----- Fragmento de texto -----

Hoy día la mayor parte de mis revelaciones y andanzas tiene lugar dentro de mi cabeza, pero eso no quiere decir que ellas carguen con la vergüenza de la falsedad. Lo que ansío indicar es que el hecho de pasar por determinadas experiencias cruciales deja en la memoria, como le sucede a todo el mundo, un reguero de hipótesis y remembranzas, y es allí, en ese reguero, donde se afinca lo real. No ocurre, creo, de otra manera. Ni siquiera a pesar de la ficción —¿o gracias a ella?.
De lo que se infiere, con y sin mistificaciones, que el proceso de lo real —el proceso materialmente realista, digamos— es tan personal como trans-identitario. Eres quien eres porque recuerdas —y re-haces— quién fuiste.
Todo es veloz. Lugar común. Pero en la Isla la velocidad aumenta a despecho de cualquier paradoja en torno a la lentitud y la parálisis. Aquí las épocas se suceden unas a otras con un ardor y un apremio casi ridículos. Y, claro está, no hay fijador. No hay tiempo para sedimentar, a no ser que te refieras a la incertidumbre, que siempre está sedimentándose capa tras capa.

----- Información registrada -----

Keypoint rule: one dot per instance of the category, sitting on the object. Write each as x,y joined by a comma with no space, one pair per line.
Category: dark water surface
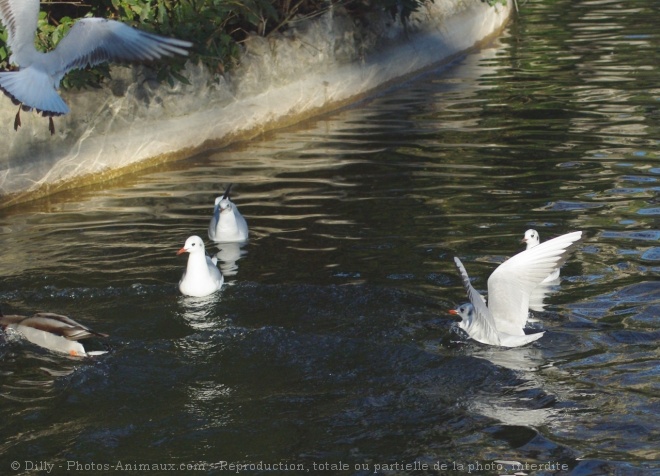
331,342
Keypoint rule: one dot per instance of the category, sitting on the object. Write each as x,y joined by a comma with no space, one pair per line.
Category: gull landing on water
227,224
90,41
202,276
502,321
52,331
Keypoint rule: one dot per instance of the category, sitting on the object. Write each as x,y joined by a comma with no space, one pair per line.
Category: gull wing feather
483,329
512,283
20,19
92,41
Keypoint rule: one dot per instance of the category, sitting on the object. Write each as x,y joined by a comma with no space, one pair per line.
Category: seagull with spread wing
90,41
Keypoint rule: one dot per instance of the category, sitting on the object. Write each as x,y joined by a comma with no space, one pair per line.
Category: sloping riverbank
318,65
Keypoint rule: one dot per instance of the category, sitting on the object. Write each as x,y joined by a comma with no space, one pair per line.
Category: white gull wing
20,19
512,283
89,42
482,325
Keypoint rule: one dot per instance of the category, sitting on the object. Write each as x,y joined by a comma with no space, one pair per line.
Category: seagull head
531,238
193,244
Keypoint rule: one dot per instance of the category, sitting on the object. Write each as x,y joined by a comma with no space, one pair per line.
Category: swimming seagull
89,42
52,331
227,224
502,321
202,276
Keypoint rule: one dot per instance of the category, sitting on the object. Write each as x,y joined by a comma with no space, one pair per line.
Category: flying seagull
90,41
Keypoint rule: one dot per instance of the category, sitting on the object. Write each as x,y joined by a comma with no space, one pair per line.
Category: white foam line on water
317,67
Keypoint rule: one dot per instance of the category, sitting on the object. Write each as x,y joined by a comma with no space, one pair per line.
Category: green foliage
216,27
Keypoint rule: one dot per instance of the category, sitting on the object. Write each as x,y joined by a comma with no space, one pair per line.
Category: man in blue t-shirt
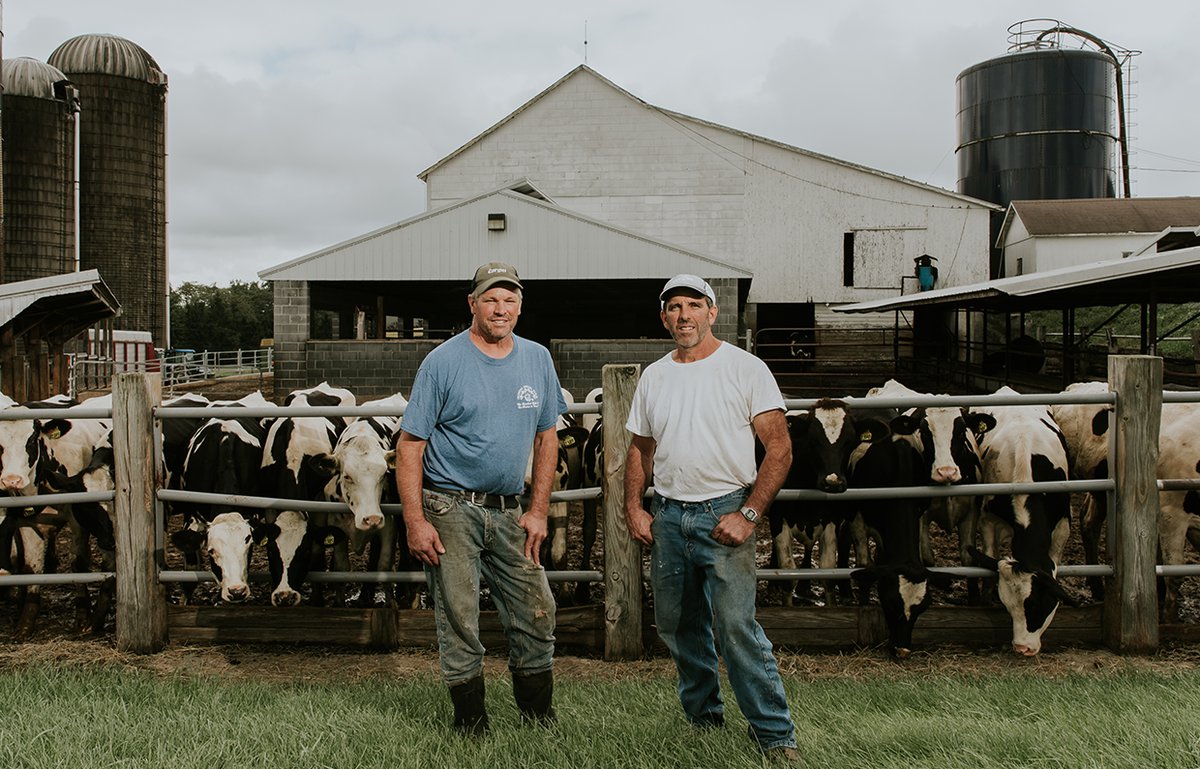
481,403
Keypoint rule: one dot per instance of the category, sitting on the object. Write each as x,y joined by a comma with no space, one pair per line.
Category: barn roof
544,240
676,115
1102,216
61,305
1167,277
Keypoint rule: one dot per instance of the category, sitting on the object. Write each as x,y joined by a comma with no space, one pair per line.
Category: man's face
496,312
689,318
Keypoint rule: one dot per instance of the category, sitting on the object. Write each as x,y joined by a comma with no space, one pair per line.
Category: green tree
221,318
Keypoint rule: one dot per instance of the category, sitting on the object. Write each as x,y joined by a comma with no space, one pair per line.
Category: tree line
221,318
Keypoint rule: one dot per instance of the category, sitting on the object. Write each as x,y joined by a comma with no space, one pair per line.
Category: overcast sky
294,125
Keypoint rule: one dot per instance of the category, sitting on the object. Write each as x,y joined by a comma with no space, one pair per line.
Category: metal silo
39,170
123,176
1041,122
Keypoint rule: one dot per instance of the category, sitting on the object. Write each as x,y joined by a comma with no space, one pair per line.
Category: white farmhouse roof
1169,276
676,115
545,241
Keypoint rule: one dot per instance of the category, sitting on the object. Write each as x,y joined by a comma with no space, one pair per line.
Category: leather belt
501,502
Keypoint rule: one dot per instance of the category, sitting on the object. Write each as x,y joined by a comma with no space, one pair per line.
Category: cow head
822,442
904,595
291,546
227,539
1031,595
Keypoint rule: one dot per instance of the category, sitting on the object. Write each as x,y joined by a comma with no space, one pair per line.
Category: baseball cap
691,282
491,274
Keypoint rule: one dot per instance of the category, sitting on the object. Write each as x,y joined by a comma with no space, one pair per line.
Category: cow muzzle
235,593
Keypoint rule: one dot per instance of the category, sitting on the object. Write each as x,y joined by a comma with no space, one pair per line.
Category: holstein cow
69,449
822,442
901,577
288,472
1086,428
28,532
1021,444
361,474
223,457
949,456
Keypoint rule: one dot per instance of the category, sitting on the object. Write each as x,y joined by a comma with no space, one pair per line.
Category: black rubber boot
469,712
534,695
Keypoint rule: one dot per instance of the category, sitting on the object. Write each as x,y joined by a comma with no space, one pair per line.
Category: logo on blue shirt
527,398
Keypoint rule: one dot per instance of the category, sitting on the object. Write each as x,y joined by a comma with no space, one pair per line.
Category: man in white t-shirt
695,416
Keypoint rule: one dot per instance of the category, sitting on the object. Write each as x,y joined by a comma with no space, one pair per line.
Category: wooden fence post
622,553
1131,604
141,598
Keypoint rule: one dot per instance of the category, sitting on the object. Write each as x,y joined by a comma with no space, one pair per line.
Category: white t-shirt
699,415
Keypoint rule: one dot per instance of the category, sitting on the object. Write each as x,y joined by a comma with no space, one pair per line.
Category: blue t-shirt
479,414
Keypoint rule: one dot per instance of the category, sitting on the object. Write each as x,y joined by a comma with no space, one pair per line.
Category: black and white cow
63,445
1086,430
1021,444
898,570
951,456
223,456
822,443
289,472
361,470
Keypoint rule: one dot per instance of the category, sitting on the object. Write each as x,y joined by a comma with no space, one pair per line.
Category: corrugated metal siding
541,240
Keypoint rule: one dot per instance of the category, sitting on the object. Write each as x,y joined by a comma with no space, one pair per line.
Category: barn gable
777,210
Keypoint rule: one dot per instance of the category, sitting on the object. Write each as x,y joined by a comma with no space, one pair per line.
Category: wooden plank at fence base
580,626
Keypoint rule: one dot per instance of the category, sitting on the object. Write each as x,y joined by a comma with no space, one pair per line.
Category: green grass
101,716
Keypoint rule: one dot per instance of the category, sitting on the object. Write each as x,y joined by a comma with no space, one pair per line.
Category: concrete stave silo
123,156
39,170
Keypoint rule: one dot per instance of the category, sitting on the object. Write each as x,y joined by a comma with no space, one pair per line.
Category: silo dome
107,54
39,170
123,173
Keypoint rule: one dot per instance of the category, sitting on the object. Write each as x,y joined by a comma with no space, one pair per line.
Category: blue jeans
695,578
489,542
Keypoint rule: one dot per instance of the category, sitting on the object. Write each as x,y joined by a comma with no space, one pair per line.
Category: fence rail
1131,624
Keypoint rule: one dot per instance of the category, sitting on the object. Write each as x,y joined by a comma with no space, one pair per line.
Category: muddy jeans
486,541
701,584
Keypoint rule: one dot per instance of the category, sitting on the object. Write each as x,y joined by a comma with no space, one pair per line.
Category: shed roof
63,305
544,240
1168,276
676,115
1103,216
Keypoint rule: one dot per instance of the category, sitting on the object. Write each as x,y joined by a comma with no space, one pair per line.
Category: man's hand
732,529
535,534
424,542
640,524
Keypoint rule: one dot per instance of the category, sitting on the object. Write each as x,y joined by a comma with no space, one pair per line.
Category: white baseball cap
690,282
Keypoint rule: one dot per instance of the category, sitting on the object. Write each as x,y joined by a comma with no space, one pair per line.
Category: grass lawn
198,708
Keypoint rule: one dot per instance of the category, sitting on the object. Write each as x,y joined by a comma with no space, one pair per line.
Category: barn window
847,259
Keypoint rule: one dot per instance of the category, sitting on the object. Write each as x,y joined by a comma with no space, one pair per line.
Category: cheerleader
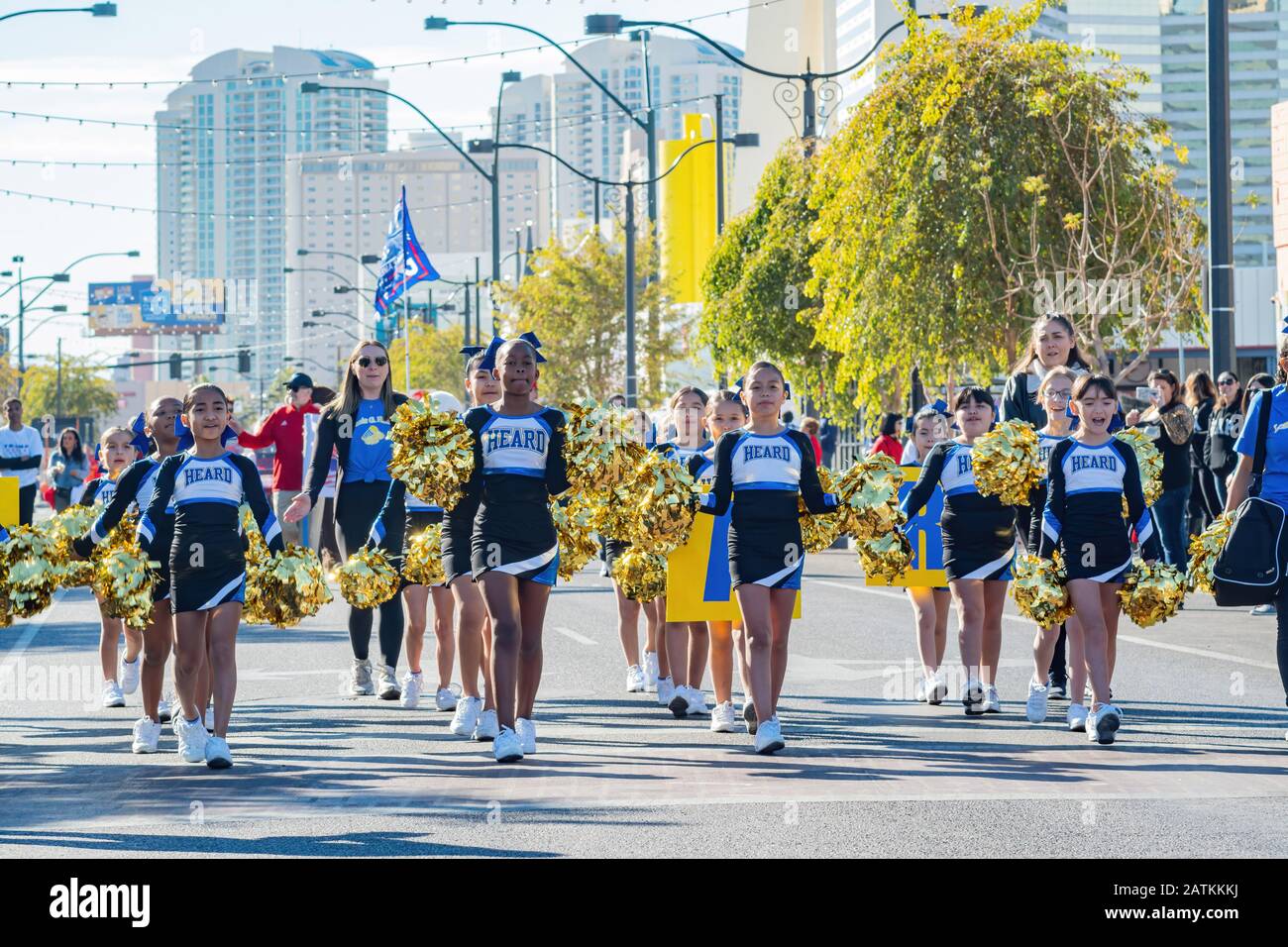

-----

Transcribe literalmente el pasaje del texto sobre la memoria y lo real que va desde "Hoy día la mayor" hasta "gracias a ella?.".

Hoy día la mayor parte de mis revelaciones y andanzas tiene lugar dentro de mi cabeza, pero eso no quiere decir que ellas carguen con la vergüenza de la falsedad. Lo que ansío indicar es que el hecho de pasar por determinadas experiencias cruciales deja en la memoria, como le sucede a todo el mundo, un reguero de hipótesis y remembranzas, y es allí, en ese reguero, donde se afinca lo real. No ocurre, creo, de otra manera. Ni siquiera a pesar de la ficción —¿o gracias a ella?.